§ **DO THIS**:
Select every line in the items below that contains the word "young" and copy each such line out in full.

▬▬▬

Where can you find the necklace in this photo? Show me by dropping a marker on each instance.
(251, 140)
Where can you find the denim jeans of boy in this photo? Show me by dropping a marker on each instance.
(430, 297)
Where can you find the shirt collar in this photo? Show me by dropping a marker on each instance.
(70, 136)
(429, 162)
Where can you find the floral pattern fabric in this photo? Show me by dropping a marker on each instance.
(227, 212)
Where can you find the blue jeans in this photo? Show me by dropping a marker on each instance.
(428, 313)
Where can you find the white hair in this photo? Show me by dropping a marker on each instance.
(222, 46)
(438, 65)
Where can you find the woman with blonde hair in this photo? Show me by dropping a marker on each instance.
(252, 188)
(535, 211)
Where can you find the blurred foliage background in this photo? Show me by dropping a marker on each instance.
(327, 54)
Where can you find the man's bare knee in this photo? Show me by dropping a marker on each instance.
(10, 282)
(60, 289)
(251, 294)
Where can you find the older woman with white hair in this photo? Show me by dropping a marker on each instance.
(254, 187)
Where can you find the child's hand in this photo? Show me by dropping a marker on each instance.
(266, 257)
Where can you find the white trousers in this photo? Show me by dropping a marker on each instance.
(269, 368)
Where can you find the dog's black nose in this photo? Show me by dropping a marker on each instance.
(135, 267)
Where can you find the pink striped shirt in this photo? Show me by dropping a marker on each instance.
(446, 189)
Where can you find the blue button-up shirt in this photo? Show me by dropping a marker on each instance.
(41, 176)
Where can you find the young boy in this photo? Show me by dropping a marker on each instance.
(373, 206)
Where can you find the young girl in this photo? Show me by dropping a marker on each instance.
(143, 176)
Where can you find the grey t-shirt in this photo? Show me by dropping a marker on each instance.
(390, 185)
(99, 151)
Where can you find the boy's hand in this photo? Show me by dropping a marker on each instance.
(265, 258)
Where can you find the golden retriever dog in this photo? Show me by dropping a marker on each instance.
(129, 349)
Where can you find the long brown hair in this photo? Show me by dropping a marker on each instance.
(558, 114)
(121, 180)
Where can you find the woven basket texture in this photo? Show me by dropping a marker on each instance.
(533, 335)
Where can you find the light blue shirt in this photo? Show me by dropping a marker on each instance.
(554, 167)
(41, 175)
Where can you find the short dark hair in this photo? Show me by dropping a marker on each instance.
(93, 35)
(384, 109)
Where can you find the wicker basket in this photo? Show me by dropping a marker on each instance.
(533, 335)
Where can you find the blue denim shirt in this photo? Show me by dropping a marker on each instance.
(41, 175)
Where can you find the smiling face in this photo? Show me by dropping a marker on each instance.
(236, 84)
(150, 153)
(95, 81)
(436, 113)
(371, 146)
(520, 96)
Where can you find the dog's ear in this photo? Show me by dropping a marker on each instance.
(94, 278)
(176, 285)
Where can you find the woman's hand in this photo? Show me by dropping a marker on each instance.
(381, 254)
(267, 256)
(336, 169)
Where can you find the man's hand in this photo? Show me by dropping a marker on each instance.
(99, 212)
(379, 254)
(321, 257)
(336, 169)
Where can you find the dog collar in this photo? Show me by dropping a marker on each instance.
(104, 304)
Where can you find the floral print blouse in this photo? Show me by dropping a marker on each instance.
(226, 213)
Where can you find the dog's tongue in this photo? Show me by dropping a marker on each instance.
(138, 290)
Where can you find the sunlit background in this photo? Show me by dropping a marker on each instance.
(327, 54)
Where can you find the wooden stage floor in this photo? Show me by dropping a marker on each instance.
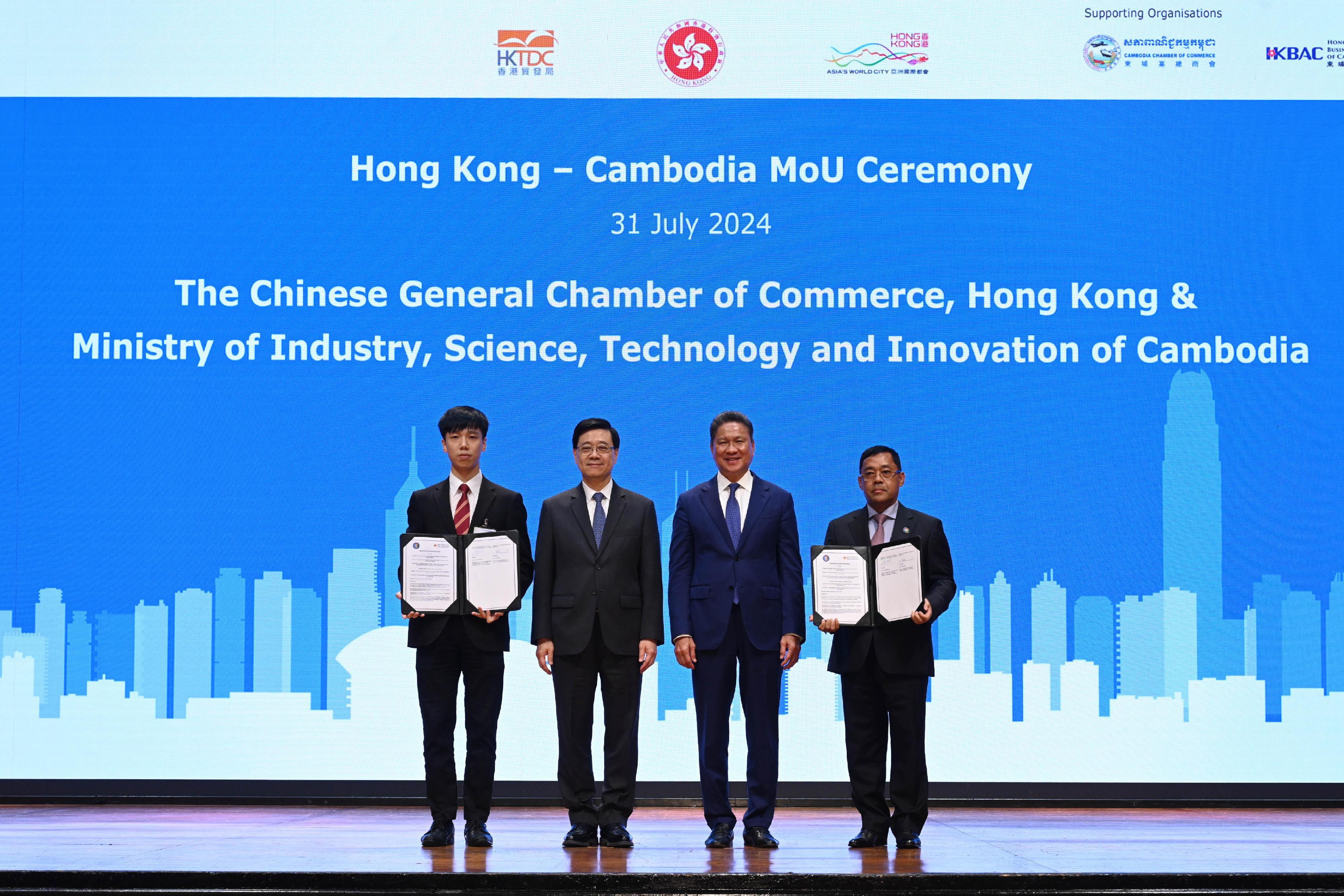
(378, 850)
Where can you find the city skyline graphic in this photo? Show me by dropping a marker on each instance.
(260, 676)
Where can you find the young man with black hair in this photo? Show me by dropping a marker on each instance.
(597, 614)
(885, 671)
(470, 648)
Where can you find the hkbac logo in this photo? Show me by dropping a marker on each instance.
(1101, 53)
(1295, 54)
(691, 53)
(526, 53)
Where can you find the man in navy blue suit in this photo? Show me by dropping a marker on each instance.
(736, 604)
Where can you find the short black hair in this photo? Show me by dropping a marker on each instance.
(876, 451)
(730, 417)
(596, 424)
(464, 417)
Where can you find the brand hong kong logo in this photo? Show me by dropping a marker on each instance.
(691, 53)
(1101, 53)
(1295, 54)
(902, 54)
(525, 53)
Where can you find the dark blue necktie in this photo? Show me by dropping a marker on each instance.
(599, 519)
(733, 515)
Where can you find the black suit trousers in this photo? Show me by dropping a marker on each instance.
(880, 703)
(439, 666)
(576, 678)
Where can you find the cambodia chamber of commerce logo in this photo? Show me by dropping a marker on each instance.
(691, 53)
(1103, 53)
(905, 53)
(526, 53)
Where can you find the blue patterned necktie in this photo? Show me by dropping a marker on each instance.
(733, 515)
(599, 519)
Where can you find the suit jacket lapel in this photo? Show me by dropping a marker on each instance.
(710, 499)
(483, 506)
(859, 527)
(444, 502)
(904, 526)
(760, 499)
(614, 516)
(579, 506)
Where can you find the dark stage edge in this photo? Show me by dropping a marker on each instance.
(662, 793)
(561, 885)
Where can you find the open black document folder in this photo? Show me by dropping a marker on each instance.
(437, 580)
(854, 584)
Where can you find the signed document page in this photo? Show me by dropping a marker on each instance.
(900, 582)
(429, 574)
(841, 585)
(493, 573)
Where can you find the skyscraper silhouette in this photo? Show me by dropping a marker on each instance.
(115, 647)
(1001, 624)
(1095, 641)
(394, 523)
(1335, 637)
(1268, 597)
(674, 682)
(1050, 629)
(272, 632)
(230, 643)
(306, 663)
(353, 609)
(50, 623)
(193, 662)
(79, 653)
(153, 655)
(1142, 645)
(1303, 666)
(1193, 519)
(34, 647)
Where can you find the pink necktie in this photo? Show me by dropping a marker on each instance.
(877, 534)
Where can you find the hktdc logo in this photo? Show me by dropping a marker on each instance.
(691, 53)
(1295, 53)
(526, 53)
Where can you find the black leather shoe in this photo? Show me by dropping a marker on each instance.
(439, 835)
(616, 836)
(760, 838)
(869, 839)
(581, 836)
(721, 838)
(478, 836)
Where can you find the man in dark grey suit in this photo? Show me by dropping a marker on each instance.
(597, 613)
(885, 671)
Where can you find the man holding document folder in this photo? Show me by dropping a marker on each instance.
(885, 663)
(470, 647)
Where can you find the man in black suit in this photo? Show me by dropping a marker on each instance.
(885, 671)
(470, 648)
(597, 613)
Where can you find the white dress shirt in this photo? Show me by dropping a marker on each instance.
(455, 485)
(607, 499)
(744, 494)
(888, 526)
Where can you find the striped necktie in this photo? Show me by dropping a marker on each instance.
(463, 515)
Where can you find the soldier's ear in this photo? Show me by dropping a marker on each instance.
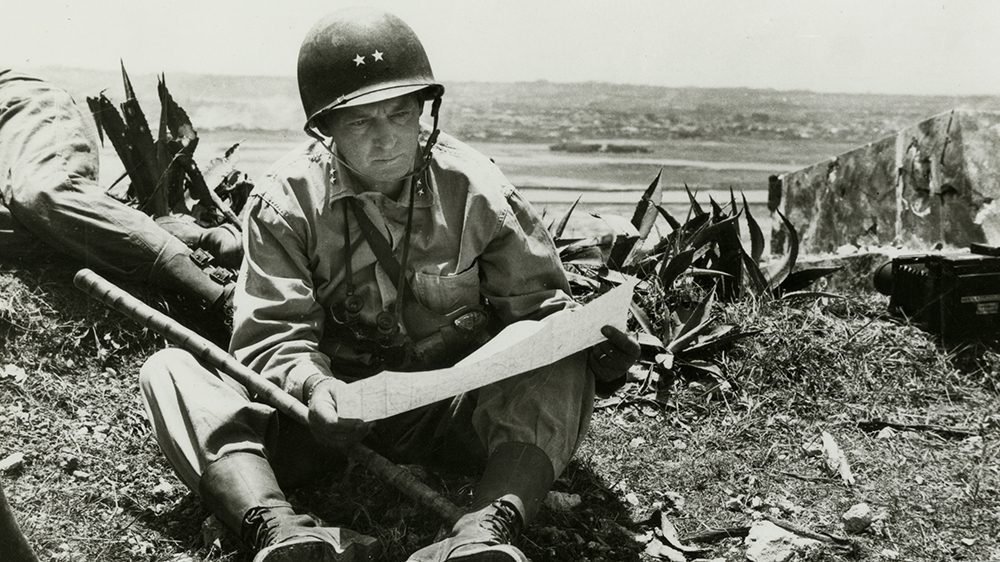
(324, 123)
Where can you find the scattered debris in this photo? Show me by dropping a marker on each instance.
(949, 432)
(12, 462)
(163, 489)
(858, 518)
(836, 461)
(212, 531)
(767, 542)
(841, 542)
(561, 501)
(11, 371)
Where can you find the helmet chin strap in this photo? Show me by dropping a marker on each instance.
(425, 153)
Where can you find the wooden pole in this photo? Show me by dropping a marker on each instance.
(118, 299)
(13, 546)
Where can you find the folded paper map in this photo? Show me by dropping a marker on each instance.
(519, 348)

▬▬▬

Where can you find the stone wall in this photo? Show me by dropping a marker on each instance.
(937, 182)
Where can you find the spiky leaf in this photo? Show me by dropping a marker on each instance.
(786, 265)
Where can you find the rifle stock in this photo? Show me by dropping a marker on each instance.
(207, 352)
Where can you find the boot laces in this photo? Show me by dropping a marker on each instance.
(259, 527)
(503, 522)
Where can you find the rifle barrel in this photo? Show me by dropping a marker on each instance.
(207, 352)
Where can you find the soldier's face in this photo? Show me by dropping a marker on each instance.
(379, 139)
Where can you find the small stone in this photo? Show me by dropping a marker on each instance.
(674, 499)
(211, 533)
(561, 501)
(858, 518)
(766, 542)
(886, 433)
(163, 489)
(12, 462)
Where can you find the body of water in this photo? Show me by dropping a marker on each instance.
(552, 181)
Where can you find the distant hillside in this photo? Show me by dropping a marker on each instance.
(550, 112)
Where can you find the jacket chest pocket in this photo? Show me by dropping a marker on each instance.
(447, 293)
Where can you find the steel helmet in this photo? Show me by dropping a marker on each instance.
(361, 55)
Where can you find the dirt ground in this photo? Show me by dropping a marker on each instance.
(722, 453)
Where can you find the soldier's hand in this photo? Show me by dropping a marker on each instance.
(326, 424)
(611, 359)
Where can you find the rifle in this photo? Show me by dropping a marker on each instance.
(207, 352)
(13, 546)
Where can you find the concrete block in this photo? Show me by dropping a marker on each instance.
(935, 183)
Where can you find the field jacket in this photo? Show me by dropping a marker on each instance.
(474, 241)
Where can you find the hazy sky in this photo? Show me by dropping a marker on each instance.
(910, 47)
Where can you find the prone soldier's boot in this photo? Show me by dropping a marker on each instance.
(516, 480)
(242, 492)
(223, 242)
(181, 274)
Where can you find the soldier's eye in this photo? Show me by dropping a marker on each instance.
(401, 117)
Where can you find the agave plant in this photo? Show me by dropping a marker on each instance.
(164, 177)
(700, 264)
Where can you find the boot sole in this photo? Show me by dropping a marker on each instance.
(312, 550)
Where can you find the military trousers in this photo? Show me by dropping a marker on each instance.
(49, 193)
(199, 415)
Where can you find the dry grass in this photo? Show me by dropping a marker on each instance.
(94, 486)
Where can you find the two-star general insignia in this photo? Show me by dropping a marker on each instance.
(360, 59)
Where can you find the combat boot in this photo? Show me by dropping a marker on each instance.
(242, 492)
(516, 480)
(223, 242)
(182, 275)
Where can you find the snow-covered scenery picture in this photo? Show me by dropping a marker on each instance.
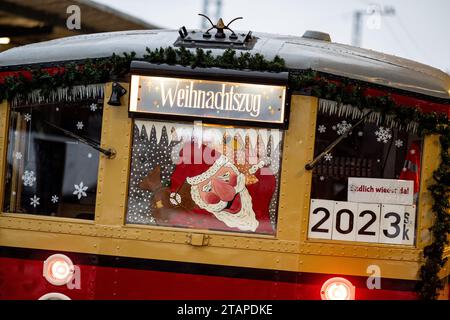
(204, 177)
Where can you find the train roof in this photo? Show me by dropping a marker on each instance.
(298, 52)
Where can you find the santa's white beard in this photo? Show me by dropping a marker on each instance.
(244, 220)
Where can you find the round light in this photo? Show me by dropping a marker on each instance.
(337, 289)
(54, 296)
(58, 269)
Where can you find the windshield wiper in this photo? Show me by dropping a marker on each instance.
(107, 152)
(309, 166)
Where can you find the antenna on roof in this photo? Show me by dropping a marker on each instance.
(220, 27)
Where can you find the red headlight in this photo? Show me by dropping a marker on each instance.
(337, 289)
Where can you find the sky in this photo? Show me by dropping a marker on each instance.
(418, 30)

▬▬▬

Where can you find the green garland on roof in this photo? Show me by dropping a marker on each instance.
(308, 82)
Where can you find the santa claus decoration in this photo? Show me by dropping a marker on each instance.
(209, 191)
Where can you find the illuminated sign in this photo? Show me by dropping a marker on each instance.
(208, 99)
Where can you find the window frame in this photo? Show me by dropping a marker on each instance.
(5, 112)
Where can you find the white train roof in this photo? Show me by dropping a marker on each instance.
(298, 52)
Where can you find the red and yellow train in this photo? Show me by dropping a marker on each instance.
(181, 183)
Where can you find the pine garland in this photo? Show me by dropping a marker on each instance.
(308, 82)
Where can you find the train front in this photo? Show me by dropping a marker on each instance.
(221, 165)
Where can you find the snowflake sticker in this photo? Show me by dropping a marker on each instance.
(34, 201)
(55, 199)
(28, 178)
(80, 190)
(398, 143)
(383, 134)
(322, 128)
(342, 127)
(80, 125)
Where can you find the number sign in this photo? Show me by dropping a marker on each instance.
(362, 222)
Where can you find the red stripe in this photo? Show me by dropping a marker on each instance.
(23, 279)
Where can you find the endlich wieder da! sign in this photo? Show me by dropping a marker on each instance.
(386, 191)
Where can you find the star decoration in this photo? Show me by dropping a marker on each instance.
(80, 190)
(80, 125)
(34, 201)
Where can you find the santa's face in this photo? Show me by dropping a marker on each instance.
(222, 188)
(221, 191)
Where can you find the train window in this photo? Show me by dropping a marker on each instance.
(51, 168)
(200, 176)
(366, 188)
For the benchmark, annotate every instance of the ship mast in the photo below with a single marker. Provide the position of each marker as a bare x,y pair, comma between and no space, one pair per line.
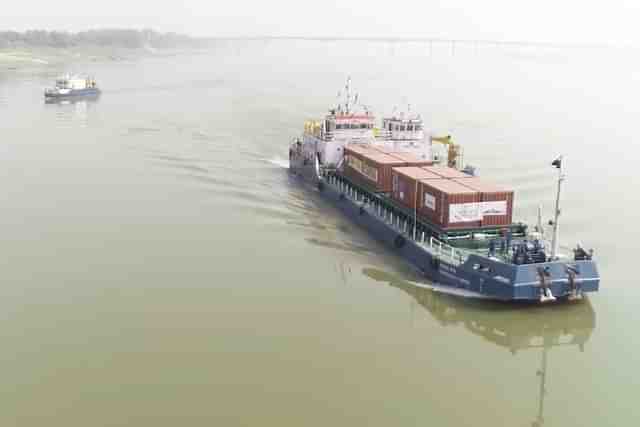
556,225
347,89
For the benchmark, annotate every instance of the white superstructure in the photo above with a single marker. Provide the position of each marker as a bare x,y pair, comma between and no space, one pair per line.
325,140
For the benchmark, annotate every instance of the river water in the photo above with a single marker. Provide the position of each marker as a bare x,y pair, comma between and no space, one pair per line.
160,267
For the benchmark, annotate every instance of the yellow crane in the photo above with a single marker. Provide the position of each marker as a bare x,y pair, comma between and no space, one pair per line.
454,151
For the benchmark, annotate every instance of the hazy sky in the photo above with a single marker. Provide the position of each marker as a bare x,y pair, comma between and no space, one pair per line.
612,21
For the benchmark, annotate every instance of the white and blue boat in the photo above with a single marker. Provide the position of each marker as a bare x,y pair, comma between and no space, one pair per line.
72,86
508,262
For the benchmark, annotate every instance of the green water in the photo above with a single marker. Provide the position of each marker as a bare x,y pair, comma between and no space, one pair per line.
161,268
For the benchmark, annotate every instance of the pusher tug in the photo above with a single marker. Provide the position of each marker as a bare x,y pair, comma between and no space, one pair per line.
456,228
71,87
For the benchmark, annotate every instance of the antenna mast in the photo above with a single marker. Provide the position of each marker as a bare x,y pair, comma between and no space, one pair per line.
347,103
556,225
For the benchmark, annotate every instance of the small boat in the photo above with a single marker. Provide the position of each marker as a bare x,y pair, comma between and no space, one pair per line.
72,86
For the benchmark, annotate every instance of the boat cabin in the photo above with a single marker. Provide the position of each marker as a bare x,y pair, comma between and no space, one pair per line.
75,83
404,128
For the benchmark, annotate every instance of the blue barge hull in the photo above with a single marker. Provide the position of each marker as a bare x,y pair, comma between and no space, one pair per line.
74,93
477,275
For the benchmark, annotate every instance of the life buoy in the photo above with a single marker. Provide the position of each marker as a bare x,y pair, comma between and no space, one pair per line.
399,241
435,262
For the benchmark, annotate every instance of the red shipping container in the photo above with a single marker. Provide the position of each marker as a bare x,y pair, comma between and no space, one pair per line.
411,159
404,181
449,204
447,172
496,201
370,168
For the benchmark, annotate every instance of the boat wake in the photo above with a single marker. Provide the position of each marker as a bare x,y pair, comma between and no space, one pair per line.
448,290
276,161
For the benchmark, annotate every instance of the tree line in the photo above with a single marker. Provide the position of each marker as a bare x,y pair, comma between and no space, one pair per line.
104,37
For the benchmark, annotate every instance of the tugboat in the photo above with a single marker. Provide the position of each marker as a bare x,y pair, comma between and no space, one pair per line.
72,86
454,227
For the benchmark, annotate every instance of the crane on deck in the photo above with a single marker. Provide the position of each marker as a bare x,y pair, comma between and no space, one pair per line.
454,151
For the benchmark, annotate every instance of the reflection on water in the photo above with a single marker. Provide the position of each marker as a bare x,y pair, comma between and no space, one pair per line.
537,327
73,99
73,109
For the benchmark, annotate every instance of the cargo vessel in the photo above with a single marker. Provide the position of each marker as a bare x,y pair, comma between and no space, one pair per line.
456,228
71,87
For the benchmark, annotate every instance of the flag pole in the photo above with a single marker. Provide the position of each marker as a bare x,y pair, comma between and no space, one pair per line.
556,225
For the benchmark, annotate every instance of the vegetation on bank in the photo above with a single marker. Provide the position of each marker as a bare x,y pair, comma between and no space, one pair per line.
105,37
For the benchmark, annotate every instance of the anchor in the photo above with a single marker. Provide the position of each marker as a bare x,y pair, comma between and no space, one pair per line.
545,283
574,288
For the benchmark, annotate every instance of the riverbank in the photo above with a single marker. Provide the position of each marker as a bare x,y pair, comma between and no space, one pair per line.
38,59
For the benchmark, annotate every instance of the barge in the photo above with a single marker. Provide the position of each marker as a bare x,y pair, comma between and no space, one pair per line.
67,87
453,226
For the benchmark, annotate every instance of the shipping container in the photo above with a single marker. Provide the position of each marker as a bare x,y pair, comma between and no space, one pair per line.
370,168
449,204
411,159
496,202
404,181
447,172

▬▬▬

§ **TASK SOLUTION**:
Where can you find the young boy in this photo? Show me by dropping a marker on each instance.
Where can you find the young girl in this photo? Show me by dropping a marker on each instance.
Where can you find the young man with black hair in this photo? Show me by dropping a marker on each instance.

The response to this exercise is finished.